══ Texte fourni ══

Srikumar Rao, auteur de Happiness at Work (Le bonheur au travail) et autrefois professeur à la Columbia Business School, a un autre point de vue. Pour lui le plus grand obstacle au bonheur dans l’entreprise est notre sentiment d’impuissance. Ainsi, d’après Rao, il faut simplement changer sa représentation mentale de  la situation. “Prendre conscience du fait que nous sommes personnellement responsables est notre meilleure arme”. Il existe selon lui ni bon ni mauvais contexte.
En résumé, il s’agit d’adapter son point de vue, de se raconter que l’on est reconnaissant pour toute expérience nouvelle et que l’on est prêt pour continuer à grandir via le changement.

Leadership IQ : le bonheur, c’est de ne rien faire

Radicalement différente des deux premières théories, la troisième analyse du bonheur au travail provient du cabinet américain de conseil et de recrutement Leadership IQ.

═══

**Objectifs**
A. Traduisez en anglais cette phrase du texte sur le bonheur au travail : « Pour lui le plus grand obstacle au bonheur dans l’entreprise est notre sentiment d’impuissance. »
B. Recopiez le passage du texte sur le bonheur au travail commençant par « En résumé, il » et s’achevant sur « recrutement Leadership IQ. ».

══ Jeu de données ══

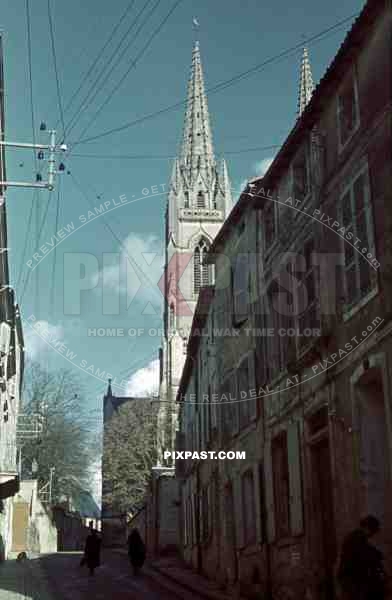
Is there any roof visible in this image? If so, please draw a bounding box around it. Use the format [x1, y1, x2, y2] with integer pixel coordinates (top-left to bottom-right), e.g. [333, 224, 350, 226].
[177, 285, 215, 402]
[207, 0, 387, 255]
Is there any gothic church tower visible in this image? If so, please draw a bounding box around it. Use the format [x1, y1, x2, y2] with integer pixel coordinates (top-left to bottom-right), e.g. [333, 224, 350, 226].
[158, 42, 232, 465]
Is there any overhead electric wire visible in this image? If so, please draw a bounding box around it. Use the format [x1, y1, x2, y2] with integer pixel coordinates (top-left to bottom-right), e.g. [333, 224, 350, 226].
[67, 0, 156, 134]
[19, 191, 51, 304]
[48, 0, 65, 141]
[71, 13, 358, 147]
[16, 0, 38, 298]
[70, 0, 183, 145]
[49, 179, 61, 317]
[72, 144, 281, 160]
[57, 0, 135, 129]
[69, 171, 162, 300]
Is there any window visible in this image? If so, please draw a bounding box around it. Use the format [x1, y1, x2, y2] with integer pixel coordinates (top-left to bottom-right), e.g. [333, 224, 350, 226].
[169, 304, 175, 334]
[271, 432, 290, 538]
[197, 195, 206, 208]
[201, 487, 210, 542]
[296, 238, 320, 347]
[262, 200, 276, 249]
[193, 240, 210, 295]
[242, 471, 256, 545]
[340, 170, 375, 308]
[292, 144, 310, 200]
[235, 358, 251, 429]
[338, 73, 359, 147]
[232, 237, 250, 327]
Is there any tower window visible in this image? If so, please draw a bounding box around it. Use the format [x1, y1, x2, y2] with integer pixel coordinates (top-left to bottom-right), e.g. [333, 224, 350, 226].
[197, 195, 206, 208]
[193, 240, 210, 294]
[169, 304, 175, 333]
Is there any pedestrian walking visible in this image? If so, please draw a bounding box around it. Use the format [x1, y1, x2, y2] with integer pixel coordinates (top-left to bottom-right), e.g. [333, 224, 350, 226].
[80, 528, 101, 576]
[338, 515, 385, 600]
[127, 529, 146, 575]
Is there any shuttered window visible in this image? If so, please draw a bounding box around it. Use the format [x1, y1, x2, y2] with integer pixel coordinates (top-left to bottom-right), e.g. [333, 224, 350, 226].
[271, 431, 290, 538]
[242, 470, 256, 545]
[287, 423, 303, 535]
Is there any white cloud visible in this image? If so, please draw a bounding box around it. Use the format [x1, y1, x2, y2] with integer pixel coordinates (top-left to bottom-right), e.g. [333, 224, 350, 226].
[253, 157, 274, 177]
[95, 234, 164, 308]
[23, 320, 64, 360]
[126, 359, 159, 397]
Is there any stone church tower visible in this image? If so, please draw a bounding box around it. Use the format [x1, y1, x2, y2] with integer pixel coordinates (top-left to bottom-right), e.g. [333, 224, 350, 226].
[158, 42, 232, 466]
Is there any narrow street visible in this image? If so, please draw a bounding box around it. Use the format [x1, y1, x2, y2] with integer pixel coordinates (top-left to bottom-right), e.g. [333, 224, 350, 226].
[39, 550, 199, 600]
[0, 550, 205, 600]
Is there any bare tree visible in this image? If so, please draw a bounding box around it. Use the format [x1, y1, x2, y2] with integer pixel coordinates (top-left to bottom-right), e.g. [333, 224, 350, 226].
[22, 363, 97, 501]
[102, 398, 156, 513]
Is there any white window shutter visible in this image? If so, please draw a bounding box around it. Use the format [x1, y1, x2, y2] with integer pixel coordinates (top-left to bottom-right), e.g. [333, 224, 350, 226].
[231, 371, 240, 435]
[287, 422, 304, 535]
[263, 440, 275, 542]
[233, 474, 244, 548]
[248, 350, 257, 421]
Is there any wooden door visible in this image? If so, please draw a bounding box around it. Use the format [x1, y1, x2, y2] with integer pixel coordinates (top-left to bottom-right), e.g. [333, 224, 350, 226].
[12, 502, 30, 552]
[225, 484, 239, 583]
[312, 438, 337, 600]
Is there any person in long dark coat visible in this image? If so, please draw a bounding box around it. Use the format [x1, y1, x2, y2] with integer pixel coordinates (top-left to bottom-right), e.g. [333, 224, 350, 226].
[127, 529, 146, 575]
[84, 529, 101, 575]
[338, 515, 385, 600]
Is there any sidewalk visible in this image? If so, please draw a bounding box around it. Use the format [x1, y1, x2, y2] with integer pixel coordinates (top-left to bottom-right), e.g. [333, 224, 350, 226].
[0, 558, 54, 600]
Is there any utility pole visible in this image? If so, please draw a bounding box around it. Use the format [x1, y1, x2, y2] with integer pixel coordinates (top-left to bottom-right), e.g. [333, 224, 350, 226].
[0, 123, 68, 192]
[49, 467, 56, 505]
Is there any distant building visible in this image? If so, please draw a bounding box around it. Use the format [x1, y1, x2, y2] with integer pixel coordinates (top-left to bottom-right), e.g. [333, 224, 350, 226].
[0, 37, 24, 560]
[101, 380, 156, 547]
[176, 0, 392, 600]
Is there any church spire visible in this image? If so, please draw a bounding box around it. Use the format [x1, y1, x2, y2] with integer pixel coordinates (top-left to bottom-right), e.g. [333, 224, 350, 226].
[181, 42, 215, 178]
[297, 46, 314, 118]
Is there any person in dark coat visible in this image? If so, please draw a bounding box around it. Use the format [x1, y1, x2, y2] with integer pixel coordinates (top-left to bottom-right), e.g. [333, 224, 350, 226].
[338, 515, 385, 600]
[127, 529, 146, 575]
[83, 529, 101, 575]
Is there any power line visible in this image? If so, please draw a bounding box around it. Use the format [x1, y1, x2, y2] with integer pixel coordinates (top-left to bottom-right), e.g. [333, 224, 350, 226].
[69, 0, 183, 144]
[72, 144, 281, 160]
[69, 171, 162, 308]
[50, 179, 61, 316]
[48, 0, 65, 140]
[67, 0, 155, 133]
[71, 13, 358, 147]
[19, 191, 51, 304]
[56, 0, 135, 130]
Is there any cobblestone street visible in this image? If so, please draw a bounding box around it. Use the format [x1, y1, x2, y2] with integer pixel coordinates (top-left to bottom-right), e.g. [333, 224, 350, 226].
[0, 552, 207, 600]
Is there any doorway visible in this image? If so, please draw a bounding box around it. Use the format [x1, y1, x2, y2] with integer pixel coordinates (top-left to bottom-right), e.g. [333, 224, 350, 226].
[357, 369, 391, 524]
[12, 502, 30, 553]
[224, 483, 238, 583]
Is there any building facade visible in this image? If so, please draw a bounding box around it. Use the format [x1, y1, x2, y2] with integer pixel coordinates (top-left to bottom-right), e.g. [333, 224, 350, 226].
[0, 38, 24, 560]
[177, 0, 392, 600]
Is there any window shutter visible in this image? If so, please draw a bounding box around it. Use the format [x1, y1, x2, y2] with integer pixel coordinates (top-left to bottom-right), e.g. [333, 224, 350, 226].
[264, 440, 275, 542]
[207, 481, 215, 537]
[287, 422, 304, 535]
[230, 372, 240, 435]
[197, 490, 205, 542]
[233, 475, 244, 548]
[248, 350, 257, 421]
[253, 465, 263, 542]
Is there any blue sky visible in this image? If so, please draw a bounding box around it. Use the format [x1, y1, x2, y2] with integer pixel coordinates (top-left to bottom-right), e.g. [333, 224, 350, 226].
[0, 0, 363, 423]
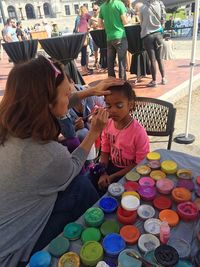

═══

**Réponses attendues**
A. For him, the greatest obstacle to happiness in the workplace is our sense of powerlessness.

B.
En résumé, il s’agit d’adapter son point de vue, de se raconter que l’on est reconnaissant pour toute expérience nouvelle et que l’on est prêt pour continuer à grandir via le changement.

Leadership IQ : le bonheur, c’est de ne rien faire

Radicalement différente des deux premières théories, la troisième analyse du bonheur au travail provient du cabinet américain de conseil et de recrutement Leadership IQ.